→ WHAT IS REQUIRED
Please copy the entries from the line containing "[spot] the silhouetted" through the end of the entries, inclusive, keeping their request lines. Shift every point by adding 148 to both of its coordinates.

→ INPUT MATERIAL
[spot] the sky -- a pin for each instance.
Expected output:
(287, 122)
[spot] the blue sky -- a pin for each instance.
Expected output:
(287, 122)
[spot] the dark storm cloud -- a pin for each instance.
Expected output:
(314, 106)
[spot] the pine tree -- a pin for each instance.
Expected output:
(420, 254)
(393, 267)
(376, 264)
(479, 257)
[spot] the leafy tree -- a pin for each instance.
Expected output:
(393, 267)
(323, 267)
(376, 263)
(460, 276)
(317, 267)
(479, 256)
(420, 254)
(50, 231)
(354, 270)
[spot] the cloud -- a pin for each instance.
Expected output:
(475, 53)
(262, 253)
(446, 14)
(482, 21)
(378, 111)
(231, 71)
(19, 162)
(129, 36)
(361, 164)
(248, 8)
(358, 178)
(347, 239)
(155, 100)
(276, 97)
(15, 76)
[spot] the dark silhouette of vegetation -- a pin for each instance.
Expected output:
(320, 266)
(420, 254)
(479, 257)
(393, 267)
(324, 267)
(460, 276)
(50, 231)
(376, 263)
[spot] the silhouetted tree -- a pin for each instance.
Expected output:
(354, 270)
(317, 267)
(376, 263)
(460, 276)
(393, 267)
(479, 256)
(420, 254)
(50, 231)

→ WRITTEN RESPONSE
[spot] the silhouetted tree -- a pin for each instance.
Expected output:
(502, 418)
(465, 415)
(524, 411)
(608, 424)
(541, 415)
(627, 404)
(568, 402)
(198, 379)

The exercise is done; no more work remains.